■ THE TASK
Which lines to output? The line containing "point: steep rock" and every line after it in the data below, each copied exactly.

Point-per-instance localization data:

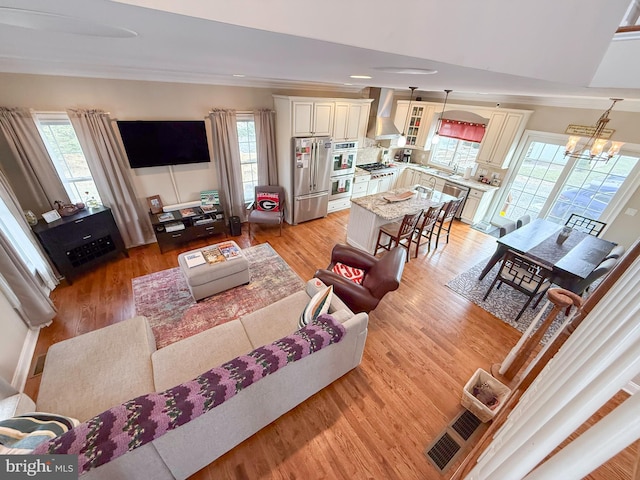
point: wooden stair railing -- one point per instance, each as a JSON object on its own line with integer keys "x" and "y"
{"x": 470, "y": 460}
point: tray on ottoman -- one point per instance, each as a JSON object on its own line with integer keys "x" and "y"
{"x": 210, "y": 278}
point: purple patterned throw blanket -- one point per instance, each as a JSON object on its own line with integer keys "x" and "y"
{"x": 139, "y": 421}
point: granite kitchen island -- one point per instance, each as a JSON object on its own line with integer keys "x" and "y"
{"x": 368, "y": 213}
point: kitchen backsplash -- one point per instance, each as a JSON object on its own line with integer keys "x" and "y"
{"x": 369, "y": 155}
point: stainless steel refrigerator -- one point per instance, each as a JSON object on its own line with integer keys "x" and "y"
{"x": 311, "y": 183}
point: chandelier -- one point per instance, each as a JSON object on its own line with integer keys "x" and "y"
{"x": 597, "y": 141}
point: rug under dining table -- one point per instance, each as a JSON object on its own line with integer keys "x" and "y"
{"x": 164, "y": 298}
{"x": 504, "y": 303}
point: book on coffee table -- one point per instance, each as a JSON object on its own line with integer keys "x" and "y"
{"x": 194, "y": 259}
{"x": 188, "y": 212}
{"x": 229, "y": 250}
{"x": 213, "y": 255}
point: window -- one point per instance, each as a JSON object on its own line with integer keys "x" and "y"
{"x": 65, "y": 152}
{"x": 248, "y": 156}
{"x": 548, "y": 184}
{"x": 453, "y": 153}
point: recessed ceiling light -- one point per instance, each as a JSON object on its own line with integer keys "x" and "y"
{"x": 407, "y": 70}
{"x": 53, "y": 22}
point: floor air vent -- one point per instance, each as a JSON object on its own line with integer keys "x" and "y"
{"x": 446, "y": 448}
{"x": 443, "y": 451}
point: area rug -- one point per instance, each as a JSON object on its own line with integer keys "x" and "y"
{"x": 173, "y": 314}
{"x": 504, "y": 303}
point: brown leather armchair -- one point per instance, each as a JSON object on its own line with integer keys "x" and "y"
{"x": 381, "y": 275}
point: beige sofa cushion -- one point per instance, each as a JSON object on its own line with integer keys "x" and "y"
{"x": 188, "y": 358}
{"x": 85, "y": 375}
{"x": 276, "y": 320}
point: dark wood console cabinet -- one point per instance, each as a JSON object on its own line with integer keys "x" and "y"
{"x": 81, "y": 241}
{"x": 181, "y": 229}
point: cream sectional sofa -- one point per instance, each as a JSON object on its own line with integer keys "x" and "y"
{"x": 86, "y": 375}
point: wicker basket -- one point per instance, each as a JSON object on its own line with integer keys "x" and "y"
{"x": 474, "y": 405}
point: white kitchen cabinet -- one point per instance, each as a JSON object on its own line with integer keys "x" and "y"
{"x": 360, "y": 184}
{"x": 387, "y": 182}
{"x": 373, "y": 186}
{"x": 430, "y": 181}
{"x": 337, "y": 205}
{"x": 476, "y": 206}
{"x": 416, "y": 126}
{"x": 501, "y": 137}
{"x": 311, "y": 118}
{"x": 350, "y": 120}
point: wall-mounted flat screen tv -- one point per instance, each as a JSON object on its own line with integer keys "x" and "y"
{"x": 153, "y": 143}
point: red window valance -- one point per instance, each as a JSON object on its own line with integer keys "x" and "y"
{"x": 471, "y": 132}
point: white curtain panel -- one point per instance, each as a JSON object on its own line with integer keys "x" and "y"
{"x": 111, "y": 175}
{"x": 226, "y": 155}
{"x": 22, "y": 237}
{"x": 25, "y": 276}
{"x": 266, "y": 146}
{"x": 32, "y": 158}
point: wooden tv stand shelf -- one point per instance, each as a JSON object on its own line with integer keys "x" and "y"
{"x": 181, "y": 228}
{"x": 79, "y": 242}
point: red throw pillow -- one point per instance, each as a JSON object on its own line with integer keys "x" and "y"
{"x": 354, "y": 274}
{"x": 267, "y": 202}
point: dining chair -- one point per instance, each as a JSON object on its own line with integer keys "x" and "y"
{"x": 445, "y": 218}
{"x": 507, "y": 227}
{"x": 585, "y": 224}
{"x": 425, "y": 226}
{"x": 267, "y": 207}
{"x": 399, "y": 233}
{"x": 523, "y": 274}
{"x": 523, "y": 220}
{"x": 616, "y": 252}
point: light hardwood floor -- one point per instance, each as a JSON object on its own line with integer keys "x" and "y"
{"x": 424, "y": 343}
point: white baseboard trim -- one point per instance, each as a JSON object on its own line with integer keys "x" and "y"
{"x": 24, "y": 362}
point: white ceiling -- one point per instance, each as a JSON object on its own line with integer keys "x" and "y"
{"x": 543, "y": 51}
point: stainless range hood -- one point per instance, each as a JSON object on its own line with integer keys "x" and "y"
{"x": 381, "y": 126}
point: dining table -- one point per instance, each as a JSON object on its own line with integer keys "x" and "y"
{"x": 571, "y": 261}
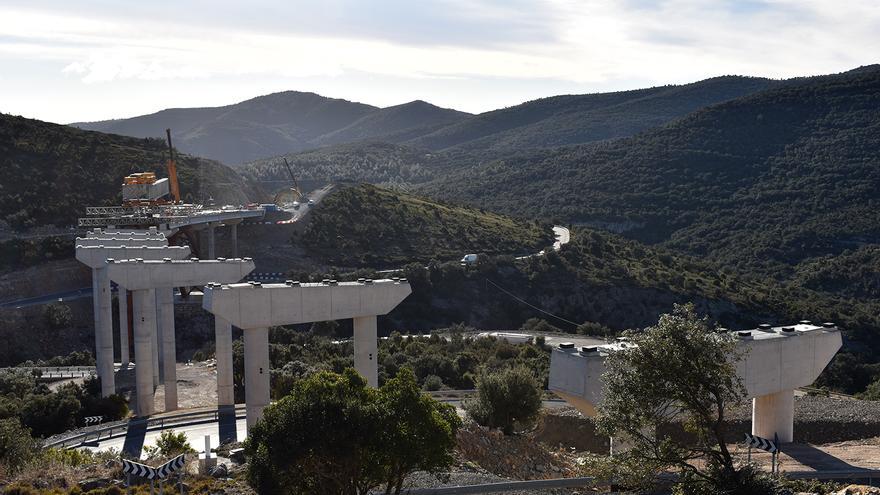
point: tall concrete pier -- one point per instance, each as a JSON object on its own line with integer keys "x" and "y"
{"x": 776, "y": 361}
{"x": 145, "y": 279}
{"x": 254, "y": 307}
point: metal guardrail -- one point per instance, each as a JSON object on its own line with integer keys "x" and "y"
{"x": 112, "y": 430}
{"x": 506, "y": 486}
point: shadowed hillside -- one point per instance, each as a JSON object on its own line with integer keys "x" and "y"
{"x": 52, "y": 172}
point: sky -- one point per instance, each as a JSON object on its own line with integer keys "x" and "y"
{"x": 68, "y": 60}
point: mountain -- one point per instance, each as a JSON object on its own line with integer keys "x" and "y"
{"x": 574, "y": 119}
{"x": 365, "y": 225}
{"x": 395, "y": 124}
{"x": 374, "y": 162}
{"x": 278, "y": 123}
{"x": 758, "y": 184}
{"x": 51, "y": 172}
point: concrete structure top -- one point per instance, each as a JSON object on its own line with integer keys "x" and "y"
{"x": 97, "y": 256}
{"x": 134, "y": 274}
{"x": 255, "y": 305}
{"x": 775, "y": 359}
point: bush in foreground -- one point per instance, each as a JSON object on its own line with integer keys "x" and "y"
{"x": 335, "y": 435}
{"x": 506, "y": 399}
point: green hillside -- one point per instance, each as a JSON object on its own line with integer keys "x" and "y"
{"x": 52, "y": 172}
{"x": 757, "y": 184}
{"x": 365, "y": 225}
{"x": 374, "y": 162}
{"x": 574, "y": 119}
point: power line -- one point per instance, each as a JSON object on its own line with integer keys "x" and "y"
{"x": 502, "y": 289}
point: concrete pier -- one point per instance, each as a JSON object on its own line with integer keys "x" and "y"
{"x": 124, "y": 353}
{"x": 212, "y": 254}
{"x": 366, "y": 349}
{"x": 165, "y": 299}
{"x": 103, "y": 330}
{"x": 223, "y": 354}
{"x": 144, "y": 305}
{"x": 776, "y": 360}
{"x": 159, "y": 277}
{"x": 255, "y": 307}
{"x": 233, "y": 235}
{"x": 256, "y": 373}
{"x": 773, "y": 416}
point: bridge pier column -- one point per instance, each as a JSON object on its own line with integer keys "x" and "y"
{"x": 211, "y": 251}
{"x": 165, "y": 297}
{"x": 157, "y": 344}
{"x": 122, "y": 297}
{"x": 233, "y": 234}
{"x": 223, "y": 354}
{"x": 366, "y": 349}
{"x": 144, "y": 305}
{"x": 103, "y": 308}
{"x": 773, "y": 415}
{"x": 256, "y": 373}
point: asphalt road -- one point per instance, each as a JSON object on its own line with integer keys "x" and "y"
{"x": 63, "y": 296}
{"x": 196, "y": 433}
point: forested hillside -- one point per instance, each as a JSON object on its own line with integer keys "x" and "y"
{"x": 52, "y": 172}
{"x": 575, "y": 119}
{"x": 374, "y": 162}
{"x": 279, "y": 123}
{"x": 368, "y": 226}
{"x": 758, "y": 184}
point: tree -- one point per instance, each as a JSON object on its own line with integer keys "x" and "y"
{"x": 17, "y": 446}
{"x": 679, "y": 369}
{"x": 506, "y": 399}
{"x": 335, "y": 435}
{"x": 419, "y": 432}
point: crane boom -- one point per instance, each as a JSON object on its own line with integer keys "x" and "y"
{"x": 172, "y": 170}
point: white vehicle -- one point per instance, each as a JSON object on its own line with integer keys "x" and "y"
{"x": 469, "y": 259}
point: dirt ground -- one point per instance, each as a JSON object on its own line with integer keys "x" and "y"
{"x": 853, "y": 454}
{"x": 196, "y": 386}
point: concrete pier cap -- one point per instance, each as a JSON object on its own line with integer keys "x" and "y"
{"x": 256, "y": 305}
{"x": 776, "y": 361}
{"x": 143, "y": 274}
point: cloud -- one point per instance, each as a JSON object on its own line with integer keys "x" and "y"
{"x": 518, "y": 45}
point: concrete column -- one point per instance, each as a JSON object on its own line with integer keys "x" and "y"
{"x": 165, "y": 298}
{"x": 365, "y": 349}
{"x": 124, "y": 357}
{"x": 256, "y": 373}
{"x": 233, "y": 234}
{"x": 144, "y": 306}
{"x": 211, "y": 252}
{"x": 223, "y": 353}
{"x": 157, "y": 344}
{"x": 103, "y": 305}
{"x": 773, "y": 414}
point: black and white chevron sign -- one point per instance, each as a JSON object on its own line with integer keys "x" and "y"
{"x": 761, "y": 443}
{"x": 138, "y": 469}
{"x": 90, "y": 420}
{"x": 171, "y": 466}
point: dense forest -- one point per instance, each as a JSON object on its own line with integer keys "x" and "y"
{"x": 758, "y": 184}
{"x": 52, "y": 172}
{"x": 368, "y": 226}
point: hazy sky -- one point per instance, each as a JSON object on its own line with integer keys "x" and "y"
{"x": 69, "y": 60}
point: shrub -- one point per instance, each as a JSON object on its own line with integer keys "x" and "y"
{"x": 505, "y": 400}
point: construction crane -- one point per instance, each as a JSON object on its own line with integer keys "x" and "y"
{"x": 172, "y": 170}
{"x": 298, "y": 196}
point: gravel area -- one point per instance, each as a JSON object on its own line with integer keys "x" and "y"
{"x": 462, "y": 478}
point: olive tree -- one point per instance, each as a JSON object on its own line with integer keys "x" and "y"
{"x": 506, "y": 399}
{"x": 335, "y": 435}
{"x": 680, "y": 369}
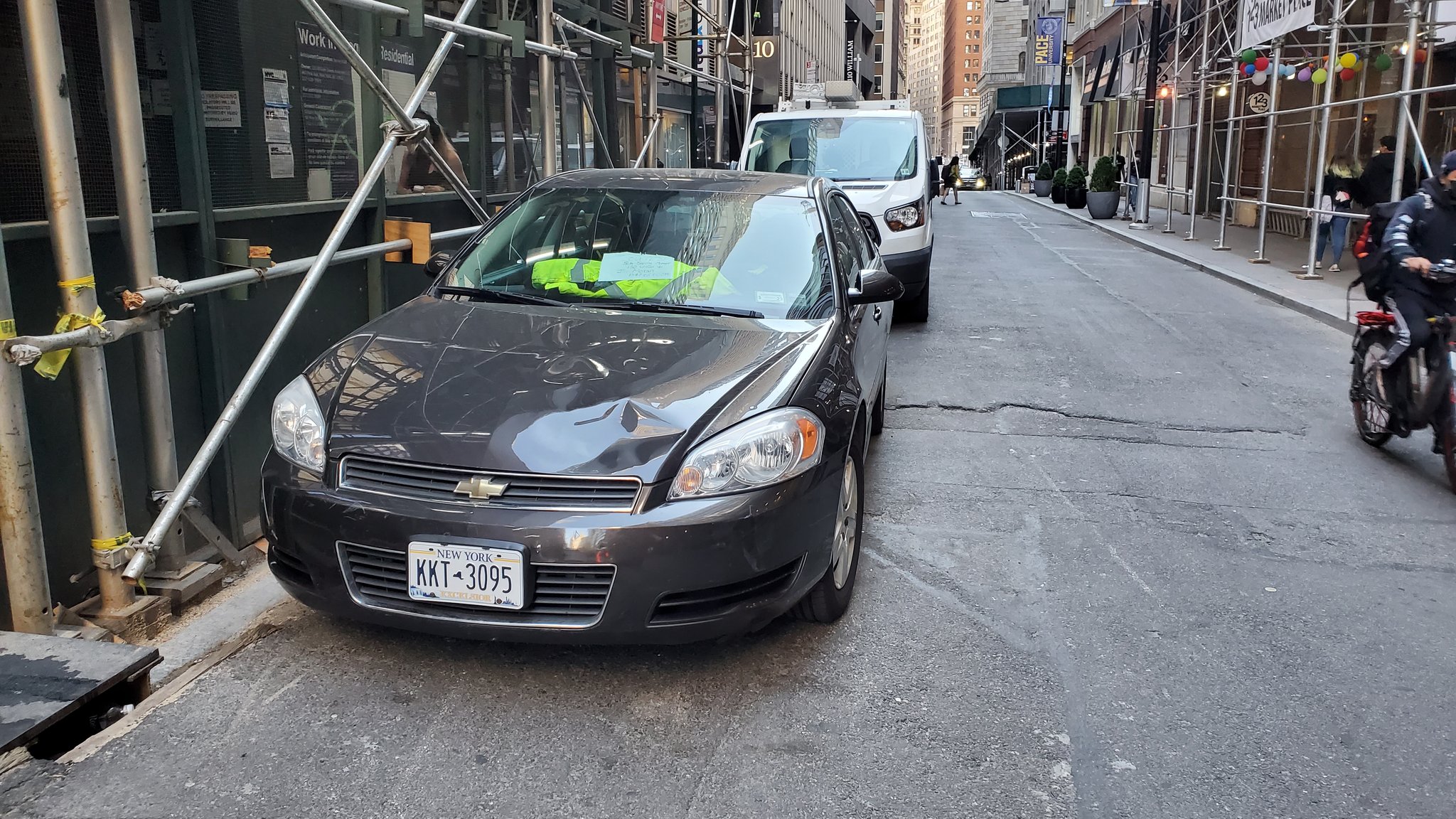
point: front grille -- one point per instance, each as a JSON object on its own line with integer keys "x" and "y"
{"x": 562, "y": 595}
{"x": 704, "y": 604}
{"x": 427, "y": 481}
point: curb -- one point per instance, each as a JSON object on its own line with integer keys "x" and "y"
{"x": 1257, "y": 287}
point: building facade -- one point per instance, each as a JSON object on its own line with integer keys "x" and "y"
{"x": 925, "y": 63}
{"x": 890, "y": 50}
{"x": 961, "y": 69}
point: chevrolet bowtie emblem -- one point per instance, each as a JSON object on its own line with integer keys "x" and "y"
{"x": 479, "y": 487}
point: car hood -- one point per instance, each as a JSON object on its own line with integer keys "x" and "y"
{"x": 567, "y": 391}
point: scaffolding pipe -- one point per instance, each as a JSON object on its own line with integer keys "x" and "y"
{"x": 1322, "y": 154}
{"x": 1413, "y": 11}
{"x": 269, "y": 350}
{"x": 25, "y": 573}
{"x": 129, "y": 151}
{"x": 55, "y": 133}
{"x": 1197, "y": 137}
{"x": 1268, "y": 158}
{"x": 1172, "y": 119}
{"x": 1228, "y": 164}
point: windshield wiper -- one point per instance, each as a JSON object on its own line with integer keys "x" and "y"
{"x": 672, "y": 308}
{"x": 504, "y": 296}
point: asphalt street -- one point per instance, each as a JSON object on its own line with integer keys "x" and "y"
{"x": 1125, "y": 557}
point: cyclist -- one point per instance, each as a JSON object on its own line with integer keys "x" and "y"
{"x": 1421, "y": 233}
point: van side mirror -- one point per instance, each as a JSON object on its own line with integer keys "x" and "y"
{"x": 437, "y": 264}
{"x": 875, "y": 286}
{"x": 869, "y": 228}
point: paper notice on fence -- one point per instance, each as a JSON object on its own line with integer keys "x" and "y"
{"x": 276, "y": 88}
{"x": 276, "y": 126}
{"x": 222, "y": 109}
{"x": 1261, "y": 21}
{"x": 280, "y": 162}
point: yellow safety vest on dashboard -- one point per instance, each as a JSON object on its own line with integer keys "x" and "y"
{"x": 568, "y": 276}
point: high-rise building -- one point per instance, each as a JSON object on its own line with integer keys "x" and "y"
{"x": 960, "y": 73}
{"x": 890, "y": 50}
{"x": 822, "y": 40}
{"x": 925, "y": 47}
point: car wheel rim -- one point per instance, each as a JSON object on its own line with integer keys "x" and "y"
{"x": 846, "y": 532}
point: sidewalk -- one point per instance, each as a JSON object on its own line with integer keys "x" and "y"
{"x": 1320, "y": 299}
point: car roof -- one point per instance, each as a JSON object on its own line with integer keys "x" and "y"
{"x": 685, "y": 180}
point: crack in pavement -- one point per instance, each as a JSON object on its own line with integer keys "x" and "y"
{"x": 999, "y": 405}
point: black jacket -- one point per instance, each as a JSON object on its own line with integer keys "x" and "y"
{"x": 1423, "y": 226}
{"x": 1375, "y": 181}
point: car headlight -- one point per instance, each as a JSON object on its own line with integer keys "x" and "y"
{"x": 297, "y": 426}
{"x": 759, "y": 452}
{"x": 903, "y": 218}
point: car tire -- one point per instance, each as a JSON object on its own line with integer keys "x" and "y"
{"x": 829, "y": 599}
{"x": 916, "y": 309}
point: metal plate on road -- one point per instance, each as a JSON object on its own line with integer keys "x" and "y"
{"x": 471, "y": 576}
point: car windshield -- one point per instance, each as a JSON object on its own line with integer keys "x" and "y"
{"x": 635, "y": 248}
{"x": 839, "y": 148}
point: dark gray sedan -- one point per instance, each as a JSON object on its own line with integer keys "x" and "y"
{"x": 633, "y": 408}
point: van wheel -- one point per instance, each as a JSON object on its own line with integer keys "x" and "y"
{"x": 916, "y": 309}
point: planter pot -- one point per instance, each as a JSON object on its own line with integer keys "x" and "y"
{"x": 1103, "y": 205}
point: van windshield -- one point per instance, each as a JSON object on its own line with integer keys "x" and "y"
{"x": 839, "y": 148}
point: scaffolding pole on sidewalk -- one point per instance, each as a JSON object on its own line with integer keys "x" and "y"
{"x": 28, "y": 585}
{"x": 55, "y": 133}
{"x": 251, "y": 379}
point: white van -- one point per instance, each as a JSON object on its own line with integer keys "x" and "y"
{"x": 878, "y": 156}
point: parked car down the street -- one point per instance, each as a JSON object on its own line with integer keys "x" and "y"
{"x": 633, "y": 408}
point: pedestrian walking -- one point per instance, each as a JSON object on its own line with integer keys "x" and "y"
{"x": 1374, "y": 186}
{"x": 1339, "y": 197}
{"x": 951, "y": 180}
{"x": 1132, "y": 186}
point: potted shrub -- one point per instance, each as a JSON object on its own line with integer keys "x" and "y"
{"x": 1076, "y": 194}
{"x": 1103, "y": 194}
{"x": 1043, "y": 184}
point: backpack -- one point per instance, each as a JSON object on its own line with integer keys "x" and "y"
{"x": 1371, "y": 257}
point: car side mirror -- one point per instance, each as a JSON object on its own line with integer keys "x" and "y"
{"x": 869, "y": 229}
{"x": 875, "y": 286}
{"x": 437, "y": 264}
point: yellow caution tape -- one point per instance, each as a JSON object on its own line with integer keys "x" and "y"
{"x": 111, "y": 544}
{"x": 77, "y": 284}
{"x": 51, "y": 363}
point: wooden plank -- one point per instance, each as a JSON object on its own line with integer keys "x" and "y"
{"x": 44, "y": 680}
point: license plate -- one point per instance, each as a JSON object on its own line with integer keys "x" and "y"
{"x": 472, "y": 576}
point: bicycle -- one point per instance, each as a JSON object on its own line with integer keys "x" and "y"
{"x": 1418, "y": 394}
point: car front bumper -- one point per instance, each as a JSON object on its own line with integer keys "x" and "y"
{"x": 678, "y": 572}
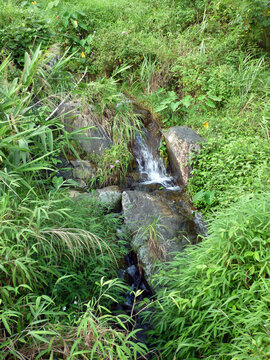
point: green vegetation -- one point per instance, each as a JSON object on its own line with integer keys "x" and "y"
{"x": 216, "y": 302}
{"x": 200, "y": 63}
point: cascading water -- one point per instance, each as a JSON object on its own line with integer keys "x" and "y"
{"x": 150, "y": 166}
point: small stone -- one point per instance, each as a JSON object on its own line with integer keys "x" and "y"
{"x": 181, "y": 143}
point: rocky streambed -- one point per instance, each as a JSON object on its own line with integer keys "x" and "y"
{"x": 153, "y": 203}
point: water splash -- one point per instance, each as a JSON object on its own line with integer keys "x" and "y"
{"x": 150, "y": 165}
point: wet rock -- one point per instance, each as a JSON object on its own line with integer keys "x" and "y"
{"x": 160, "y": 227}
{"x": 181, "y": 142}
{"x": 200, "y": 223}
{"x": 82, "y": 170}
{"x": 110, "y": 196}
{"x": 93, "y": 139}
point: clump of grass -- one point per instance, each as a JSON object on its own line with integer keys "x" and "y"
{"x": 216, "y": 302}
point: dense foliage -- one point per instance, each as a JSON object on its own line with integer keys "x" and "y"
{"x": 216, "y": 302}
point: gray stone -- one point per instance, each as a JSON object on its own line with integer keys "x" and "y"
{"x": 173, "y": 229}
{"x": 93, "y": 139}
{"x": 181, "y": 143}
{"x": 111, "y": 196}
{"x": 82, "y": 170}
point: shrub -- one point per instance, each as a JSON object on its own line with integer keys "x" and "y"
{"x": 230, "y": 167}
{"x": 216, "y": 302}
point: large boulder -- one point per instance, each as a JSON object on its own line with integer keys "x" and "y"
{"x": 181, "y": 142}
{"x": 160, "y": 227}
{"x": 109, "y": 196}
{"x": 92, "y": 137}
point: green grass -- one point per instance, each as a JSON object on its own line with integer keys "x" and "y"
{"x": 215, "y": 302}
{"x": 204, "y": 64}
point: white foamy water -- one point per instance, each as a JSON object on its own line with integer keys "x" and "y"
{"x": 151, "y": 166}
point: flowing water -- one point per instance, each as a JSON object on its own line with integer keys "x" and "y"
{"x": 149, "y": 163}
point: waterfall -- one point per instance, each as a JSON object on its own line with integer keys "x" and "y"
{"x": 150, "y": 165}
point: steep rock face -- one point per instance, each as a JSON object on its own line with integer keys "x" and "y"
{"x": 109, "y": 196}
{"x": 181, "y": 142}
{"x": 160, "y": 227}
{"x": 93, "y": 140}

■ SOLUTION BELOW
point: steep rock face -- one point per instance, each as a JSON object on its own line with integer keys "x" and "y"
{"x": 109, "y": 196}
{"x": 181, "y": 142}
{"x": 160, "y": 227}
{"x": 93, "y": 140}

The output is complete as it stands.